# The request
In the write-up on Gaussian Splatting for facial reconstruction, copy out the passage starting at "This paper proposes" and ending at "impeding large-scale democratization.".

# Passage to read
'''

CVPR2026 3D Vision Gaussian Splatting facial geometry reconstruction de-lit texture semantic segmentation constraint neural texture MetaHuman

Using Gaussian Splats to Create High-Fidelity Facial Geometry and Texture¶

Conference: CVPR2026 arXiv: 2512.16397 Code: Not open-sourced (Epic Games / Stanford) Area: 3D Vision / Face Reconstruction Keywords: Gaussian Splatting, facial geometry reconstruction, de-lit texture, semantic segmentation constraint, neural texture, MetaHuman

TL;DR¶

This paper proposes a face reconstruction pipeline based on improved Gaussian Splatting. It tightly couples Gaussians with triangle meshes via soft constraints and semantic segmentation supervision, reconstructing high-fidelity triangular mesh geometry from only 11 uncalibrated images. A PCA prior combined with a relightable Gaussian model is used to disentangle illumination and recover de-lit albedo textures, with outputs fully compatible with standard graphics pipelines (MetaHuman).

Background & Motivation¶

Demand-driven: The demand for high-fidelity, controllable, and relightable facial digitization in VR/gaming/film continues to grow, yet existing methods typically rely on multi-camera calibration or light stages, impeding large-scale democratization.

'''

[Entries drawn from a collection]
'''

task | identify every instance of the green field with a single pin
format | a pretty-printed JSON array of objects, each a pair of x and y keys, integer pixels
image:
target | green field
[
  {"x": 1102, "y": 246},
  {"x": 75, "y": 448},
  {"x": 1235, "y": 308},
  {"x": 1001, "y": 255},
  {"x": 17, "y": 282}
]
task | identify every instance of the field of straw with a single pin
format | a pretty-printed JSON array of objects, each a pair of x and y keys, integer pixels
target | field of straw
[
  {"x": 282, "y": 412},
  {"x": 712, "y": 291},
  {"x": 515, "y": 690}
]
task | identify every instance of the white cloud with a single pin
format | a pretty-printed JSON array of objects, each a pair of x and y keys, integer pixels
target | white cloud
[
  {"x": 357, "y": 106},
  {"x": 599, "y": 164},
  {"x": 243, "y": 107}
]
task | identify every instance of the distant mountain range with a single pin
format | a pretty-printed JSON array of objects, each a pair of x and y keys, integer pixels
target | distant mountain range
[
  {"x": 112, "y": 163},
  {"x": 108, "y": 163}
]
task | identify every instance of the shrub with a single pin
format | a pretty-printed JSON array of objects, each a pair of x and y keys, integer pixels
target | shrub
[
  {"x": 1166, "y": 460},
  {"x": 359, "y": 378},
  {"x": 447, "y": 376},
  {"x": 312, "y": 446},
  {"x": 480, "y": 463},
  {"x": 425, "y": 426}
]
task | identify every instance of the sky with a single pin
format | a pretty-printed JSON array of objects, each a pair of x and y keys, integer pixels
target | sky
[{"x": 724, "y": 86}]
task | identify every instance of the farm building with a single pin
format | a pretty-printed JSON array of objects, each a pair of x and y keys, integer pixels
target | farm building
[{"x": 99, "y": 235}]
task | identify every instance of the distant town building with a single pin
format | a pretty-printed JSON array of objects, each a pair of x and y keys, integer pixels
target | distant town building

'''

# Written solution
This paper proposes a face reconstruction pipeline based on improved Gaussian Splatting. It tightly couples Gaussians with triangle meshes via soft constraints and semantic segmentation supervision, reconstructing high-fidelity triangular mesh geometry from only 11 uncalibrated images. A PCA prior combined with a relightable Gaussian model is used to disentangle illumination and recover de-lit albedo textures, with outputs fully compatible with standard graphics pipelines (MetaHuman).

Background & Motivation¶

Demand-driven: The demand for high-fidelity, controllable, and relightable facial digitization in VR/gaming/film continues to grow, yet existing methods typically rely on multi-camera calibration or light stages, impeding large-scale democratization.